[Start of section]

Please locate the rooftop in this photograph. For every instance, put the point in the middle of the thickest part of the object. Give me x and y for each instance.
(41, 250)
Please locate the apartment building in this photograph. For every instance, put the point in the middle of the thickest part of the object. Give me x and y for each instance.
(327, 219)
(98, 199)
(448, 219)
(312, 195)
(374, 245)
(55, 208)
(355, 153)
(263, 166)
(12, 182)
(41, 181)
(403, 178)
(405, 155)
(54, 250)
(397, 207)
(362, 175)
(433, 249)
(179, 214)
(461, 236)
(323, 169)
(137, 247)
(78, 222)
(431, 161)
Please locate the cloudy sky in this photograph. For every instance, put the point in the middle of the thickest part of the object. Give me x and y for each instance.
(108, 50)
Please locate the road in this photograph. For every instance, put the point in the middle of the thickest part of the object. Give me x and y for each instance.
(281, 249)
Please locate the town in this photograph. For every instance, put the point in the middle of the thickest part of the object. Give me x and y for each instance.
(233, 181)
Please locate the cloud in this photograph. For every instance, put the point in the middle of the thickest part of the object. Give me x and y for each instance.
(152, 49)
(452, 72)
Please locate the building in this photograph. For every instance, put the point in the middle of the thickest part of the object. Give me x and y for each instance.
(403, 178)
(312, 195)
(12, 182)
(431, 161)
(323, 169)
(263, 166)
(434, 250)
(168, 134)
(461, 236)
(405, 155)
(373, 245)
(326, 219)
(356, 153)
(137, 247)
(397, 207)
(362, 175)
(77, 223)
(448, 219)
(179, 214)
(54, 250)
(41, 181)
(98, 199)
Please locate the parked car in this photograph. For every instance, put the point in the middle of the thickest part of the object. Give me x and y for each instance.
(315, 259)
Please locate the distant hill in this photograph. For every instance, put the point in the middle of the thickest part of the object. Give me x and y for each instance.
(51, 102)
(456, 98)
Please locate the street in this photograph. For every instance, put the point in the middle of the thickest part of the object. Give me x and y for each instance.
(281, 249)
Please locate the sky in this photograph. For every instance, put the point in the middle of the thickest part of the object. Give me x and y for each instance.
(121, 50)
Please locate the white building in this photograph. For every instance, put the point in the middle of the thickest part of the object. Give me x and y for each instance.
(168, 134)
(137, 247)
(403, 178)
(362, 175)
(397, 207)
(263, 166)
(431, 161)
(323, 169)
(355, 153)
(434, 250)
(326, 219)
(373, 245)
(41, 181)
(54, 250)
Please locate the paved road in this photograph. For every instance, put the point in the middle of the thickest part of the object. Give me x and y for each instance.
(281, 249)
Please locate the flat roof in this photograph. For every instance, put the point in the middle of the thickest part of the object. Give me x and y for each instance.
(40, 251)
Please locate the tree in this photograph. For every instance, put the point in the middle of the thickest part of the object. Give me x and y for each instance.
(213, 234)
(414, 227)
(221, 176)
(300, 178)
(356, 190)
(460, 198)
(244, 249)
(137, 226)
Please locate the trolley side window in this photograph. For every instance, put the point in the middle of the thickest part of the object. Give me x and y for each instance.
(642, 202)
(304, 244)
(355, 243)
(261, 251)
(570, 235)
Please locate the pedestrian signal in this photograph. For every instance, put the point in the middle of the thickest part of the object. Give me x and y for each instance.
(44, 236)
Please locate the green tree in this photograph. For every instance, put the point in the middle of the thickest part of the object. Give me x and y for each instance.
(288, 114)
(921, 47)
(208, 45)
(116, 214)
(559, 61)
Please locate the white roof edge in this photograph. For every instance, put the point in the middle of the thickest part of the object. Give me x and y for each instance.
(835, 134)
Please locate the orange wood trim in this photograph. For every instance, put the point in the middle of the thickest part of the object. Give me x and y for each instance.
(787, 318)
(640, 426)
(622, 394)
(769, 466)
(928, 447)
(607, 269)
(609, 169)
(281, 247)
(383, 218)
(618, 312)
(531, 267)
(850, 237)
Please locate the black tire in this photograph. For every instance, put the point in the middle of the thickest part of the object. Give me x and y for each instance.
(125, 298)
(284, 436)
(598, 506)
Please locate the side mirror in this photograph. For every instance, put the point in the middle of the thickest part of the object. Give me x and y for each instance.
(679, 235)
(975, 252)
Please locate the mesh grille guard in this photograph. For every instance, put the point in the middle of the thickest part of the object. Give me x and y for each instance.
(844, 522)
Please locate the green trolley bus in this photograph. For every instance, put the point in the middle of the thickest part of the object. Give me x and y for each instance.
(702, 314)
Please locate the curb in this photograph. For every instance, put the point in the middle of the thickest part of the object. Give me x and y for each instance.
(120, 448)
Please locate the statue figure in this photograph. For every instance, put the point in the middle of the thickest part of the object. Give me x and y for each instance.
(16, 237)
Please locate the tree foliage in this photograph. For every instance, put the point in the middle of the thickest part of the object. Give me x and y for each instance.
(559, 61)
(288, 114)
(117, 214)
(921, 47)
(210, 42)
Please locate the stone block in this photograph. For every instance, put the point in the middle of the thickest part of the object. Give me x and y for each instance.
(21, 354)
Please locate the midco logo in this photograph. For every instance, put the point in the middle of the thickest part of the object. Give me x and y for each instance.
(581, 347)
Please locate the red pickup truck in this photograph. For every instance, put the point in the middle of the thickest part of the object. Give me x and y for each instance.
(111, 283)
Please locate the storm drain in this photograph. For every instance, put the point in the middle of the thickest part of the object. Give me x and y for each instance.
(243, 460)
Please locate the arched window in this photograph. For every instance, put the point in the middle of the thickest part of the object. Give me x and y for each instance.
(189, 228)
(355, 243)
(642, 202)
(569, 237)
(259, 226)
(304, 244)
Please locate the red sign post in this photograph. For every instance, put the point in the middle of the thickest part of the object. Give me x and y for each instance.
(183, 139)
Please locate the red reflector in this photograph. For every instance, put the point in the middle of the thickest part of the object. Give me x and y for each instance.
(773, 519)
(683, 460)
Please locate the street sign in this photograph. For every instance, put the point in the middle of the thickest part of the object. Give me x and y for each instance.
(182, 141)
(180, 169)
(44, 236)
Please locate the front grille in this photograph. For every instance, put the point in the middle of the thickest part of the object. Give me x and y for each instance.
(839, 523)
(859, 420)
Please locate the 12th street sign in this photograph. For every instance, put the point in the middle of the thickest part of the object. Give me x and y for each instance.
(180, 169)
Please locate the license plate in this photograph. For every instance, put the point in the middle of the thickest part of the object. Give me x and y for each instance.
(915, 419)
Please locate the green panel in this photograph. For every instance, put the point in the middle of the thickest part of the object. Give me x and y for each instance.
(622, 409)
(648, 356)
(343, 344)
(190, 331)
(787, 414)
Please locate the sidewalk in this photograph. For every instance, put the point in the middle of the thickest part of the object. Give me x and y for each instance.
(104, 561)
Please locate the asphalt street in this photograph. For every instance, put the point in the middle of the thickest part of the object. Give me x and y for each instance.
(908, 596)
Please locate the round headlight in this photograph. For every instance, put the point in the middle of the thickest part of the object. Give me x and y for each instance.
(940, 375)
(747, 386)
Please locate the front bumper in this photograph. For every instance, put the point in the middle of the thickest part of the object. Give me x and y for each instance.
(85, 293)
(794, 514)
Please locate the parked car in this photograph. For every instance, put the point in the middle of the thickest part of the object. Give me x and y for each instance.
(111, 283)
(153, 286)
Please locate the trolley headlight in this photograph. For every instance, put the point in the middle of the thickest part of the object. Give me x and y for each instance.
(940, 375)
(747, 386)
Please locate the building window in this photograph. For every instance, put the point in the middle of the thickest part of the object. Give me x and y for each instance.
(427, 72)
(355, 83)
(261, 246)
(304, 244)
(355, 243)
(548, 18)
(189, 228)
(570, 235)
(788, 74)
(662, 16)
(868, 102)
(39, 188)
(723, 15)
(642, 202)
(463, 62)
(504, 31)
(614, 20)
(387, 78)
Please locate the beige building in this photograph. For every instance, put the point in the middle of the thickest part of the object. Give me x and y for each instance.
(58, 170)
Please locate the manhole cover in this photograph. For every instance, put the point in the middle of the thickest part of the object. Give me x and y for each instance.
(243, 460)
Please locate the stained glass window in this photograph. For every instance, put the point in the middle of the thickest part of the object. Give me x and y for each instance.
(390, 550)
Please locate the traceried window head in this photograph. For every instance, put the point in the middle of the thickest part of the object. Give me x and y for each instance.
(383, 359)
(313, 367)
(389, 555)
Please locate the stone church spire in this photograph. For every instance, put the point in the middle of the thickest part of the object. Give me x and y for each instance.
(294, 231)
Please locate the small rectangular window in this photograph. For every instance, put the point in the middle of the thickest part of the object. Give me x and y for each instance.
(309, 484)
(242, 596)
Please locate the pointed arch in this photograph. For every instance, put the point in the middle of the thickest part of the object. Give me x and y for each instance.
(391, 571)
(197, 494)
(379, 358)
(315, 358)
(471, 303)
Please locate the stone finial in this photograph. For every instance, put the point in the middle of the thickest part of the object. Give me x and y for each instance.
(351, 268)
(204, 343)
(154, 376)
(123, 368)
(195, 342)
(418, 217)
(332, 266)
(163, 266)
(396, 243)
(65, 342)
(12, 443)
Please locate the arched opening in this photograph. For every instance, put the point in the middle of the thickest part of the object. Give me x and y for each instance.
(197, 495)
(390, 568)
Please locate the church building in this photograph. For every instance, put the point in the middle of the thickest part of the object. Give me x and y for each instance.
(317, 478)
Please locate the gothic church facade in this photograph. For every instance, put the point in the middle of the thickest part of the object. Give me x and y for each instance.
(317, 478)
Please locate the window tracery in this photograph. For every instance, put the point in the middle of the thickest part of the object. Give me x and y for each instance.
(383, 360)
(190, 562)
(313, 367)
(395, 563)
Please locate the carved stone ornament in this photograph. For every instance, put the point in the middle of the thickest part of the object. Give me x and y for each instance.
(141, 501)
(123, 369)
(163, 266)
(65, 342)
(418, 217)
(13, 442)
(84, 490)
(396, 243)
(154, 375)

[End of section]

__Work order__:
Copy out, word for word, only the lines from the one with "Please locate the carved" through the last line of the material above.

__Response box__:
Please locate the carved stone ornament in this photograph. For every instance, put the point in the middle of the thickest part of the object. Give me x and y for each instance.
(141, 501)
(123, 369)
(163, 266)
(65, 342)
(418, 217)
(13, 442)
(84, 490)
(396, 243)
(154, 375)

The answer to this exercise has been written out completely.